# PAGE TEXT
--
Since premiums for every plan vary by company, what plan would be best for one company may not be for another.  Premiums are based on claims history.  You want to stick with a company that has lots of policy holders in your state.  Premiums and rate increases are approved by the Department of Insurance for a state. The annual percentage increase for Plan G will be different for Plan N.  It will also differ between Company A and Company B.  A company that is new to the market and doesn’t have lots of policy holders, may offer a very attractive rate as they are trying to build their business and attract clients.  The lowest price for a plan is not always the way to go.  That is because of the new company doesn’t get a lot of policy holders quickly, then a few large claims from some clients may skew the whole annual increase.  Clients can change their Medicare supplement at any time, but must go through underwriting to change.  Their health may have changed such that they will not pass underwriting with another company and will be stuck with the plan they have.

Every company will have an annual increase.  It is important that you let the client know that their premiums will go up each year.  If you know when the increases are for the company you are recommending then you can prepare them ahead of time for when to expect it.  The reason there is an annual increase is twofold.  

  1. The deductibles within Medicare increase each year.  The insurance company is on the hook for more, so the client is on the hook for more.
  2. Premiums are based on claims history, so if the insurance company is paying out more, they need to recoup some of those costs.  

Remember to make sure the client knows that their premium will not go up more just because they had a lot of claims. It is the same percentage for everyone in the state that has that plan for the insurance company.

Some of the companies offer some extra items like a gym membership, dental discounts, vision discount, hearing discounts and more. Refer to the brochure for the Medicare supplement on the specifics of those extras.  They are subject to change, vary by company and vary by state.  

Refer to our lesson on Analysis of Medicare companies for more specific information on each of the companies.  

  • UHC typically has their annual rate increase in June.  The way they price their policies, is if you are within 10 years of your Part B effective date or your 65th birthday, they give you an early enrollment discount.  You will lose 3% of that on your anniversary.  That means that if your anniversary is in September, you will get an increase in June and a second one in September.  UHC is community rated which means everyone of the same gender pays the same price.  Because of the early enrollment discount, it looks and smells like and age rated plan but it is not.  UHC offers a $2 discount for couples using the same bank account.  As of July 2017, the pricing on this plan is very attractive compared to where it was.  They have a very reasonable history of rate increases. Typically, the annual increase comes in June of each year. This is a community rated plan. That means that the premium does not go up because of their age. Clients will see their rate go up a couple of times a year. The reason is for a number of reasons:
  1. Usually in June is the annual rate increase
  2. There is a 36% early enrollment discount when you turn 65.  That decreases the older you get.  On your anniversary, you lose 3% of that discount each year.  This means that most clients will see 2 increases per year depending on their anniversary.
--
# DATA UNDER STUDY
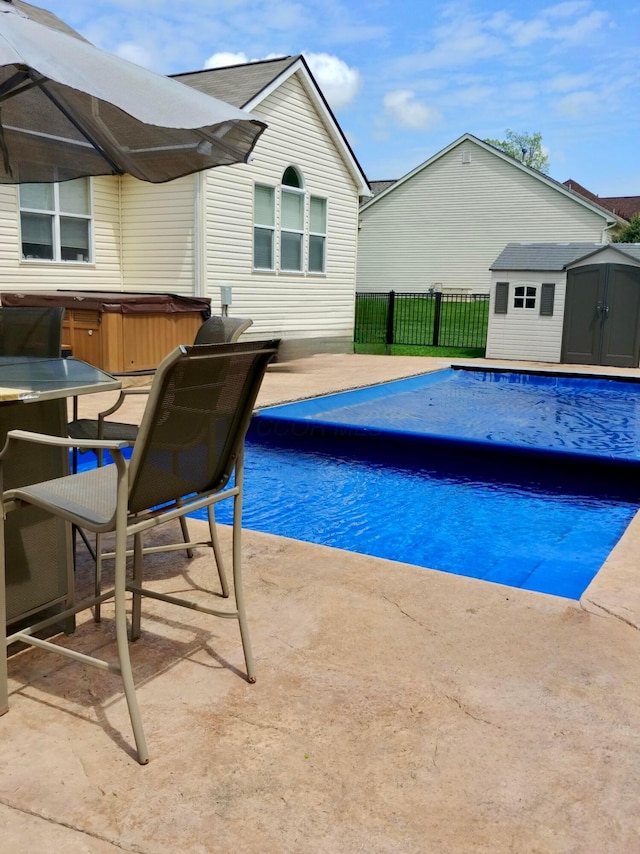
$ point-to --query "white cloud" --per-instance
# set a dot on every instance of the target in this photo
(578, 105)
(339, 82)
(403, 107)
(569, 82)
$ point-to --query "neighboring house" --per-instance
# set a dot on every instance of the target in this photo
(443, 224)
(279, 234)
(576, 303)
(624, 206)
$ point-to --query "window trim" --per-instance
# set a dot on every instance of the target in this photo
(299, 192)
(501, 303)
(320, 234)
(526, 297)
(56, 214)
(265, 227)
(547, 298)
(292, 182)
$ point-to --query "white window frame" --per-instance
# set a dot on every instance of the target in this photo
(265, 227)
(525, 297)
(297, 193)
(318, 234)
(56, 214)
(303, 231)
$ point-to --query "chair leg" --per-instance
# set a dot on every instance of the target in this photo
(217, 552)
(85, 540)
(4, 679)
(122, 640)
(136, 605)
(238, 588)
(185, 534)
(98, 578)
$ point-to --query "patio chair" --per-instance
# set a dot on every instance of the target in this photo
(31, 331)
(190, 443)
(217, 329)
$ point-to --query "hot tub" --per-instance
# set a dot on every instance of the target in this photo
(121, 332)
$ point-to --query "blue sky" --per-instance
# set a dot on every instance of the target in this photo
(407, 77)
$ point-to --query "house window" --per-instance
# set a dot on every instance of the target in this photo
(317, 234)
(264, 214)
(290, 227)
(55, 221)
(524, 296)
(292, 198)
--
# SET OF TASKS
a: Answer these questions from the text on Medicare supplement premiums, one answer per line:
(i) Who approves premiums and rate increases for a state?
(ii) What discount does UHC offer couples using the same bank account?
(iii) In which month does UHC typically have its annual rate increase?
b: Translate this sentence from the text on Medicare supplement premiums into Spanish: "Clients can change their Medicare supplement at any time, but must go through underwriting to change."
c: Pick up the text on Medicare supplement premiums after its last sentence and continue it.

# WRITTEN ANSWERS
a:
(i) The Department of Insurance for that state.
(ii) A $2 discount.
(iii) June.

b: Los clientes pueden cambiar su seguro suplementario de Medicare en cualquier momento, pero deben pasar por el proceso de suscripción para hacer el cambio.

c:
  3. There is a 6-month rate guarantee. 

 

What this means is that if someone has an effective date of Feb 1 and their rate is $140/month, they will stay at $140/month until August. On Aug 1st, the rate will go to whatever the annual increase was in June (for example $144/month) because the 6-month rate guarantee will expire. From Aug to Feb, they will pay $144/month.  On their anniversary in Feb, the 3% discount will come off and their rate will go to $148.32/month.  Then in June they’ll get the annual increase. It is not necessary to get to this level of information with the client. 

They do need to be a member of AARP to get the UHC Medicare Supplement. They do NOT need to be a member to get the UHC-AARP Drug plan. They do not need to renew it to keep their Medicare Supplement, but they might like the benefits they get. If they are not a member when you enroll them, you can sign them up for a membership. You will need to get a credit card number to do that. DO NOT get a check that you will have to mail. That will totally slow down the application approval process. The membership fee is $16 for one year and will cover someone else living in the household with them for free. The AARP membership is done via your MyAARPConnection web portal. Additionally, you get a free 3-year AARP membership as an agent regardless of your age.  You do have to sign up for it on the MyAARPConnection portal.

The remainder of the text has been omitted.